DESCRIPTION OF THE TASK: Your task is to repeat each record verbatim, exactly as it was written.

SUPPLIED INFORMATION:
● ● ● ● ● ● ●
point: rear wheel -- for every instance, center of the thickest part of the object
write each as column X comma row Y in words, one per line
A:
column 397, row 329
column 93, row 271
● ● ● ● ● ● ●
RESULT BELOW:
point: rear wheel -- for every instance, center of the thickest part of the object
write each as column X comma row Y in words, one per line
A:
column 397, row 329
column 93, row 271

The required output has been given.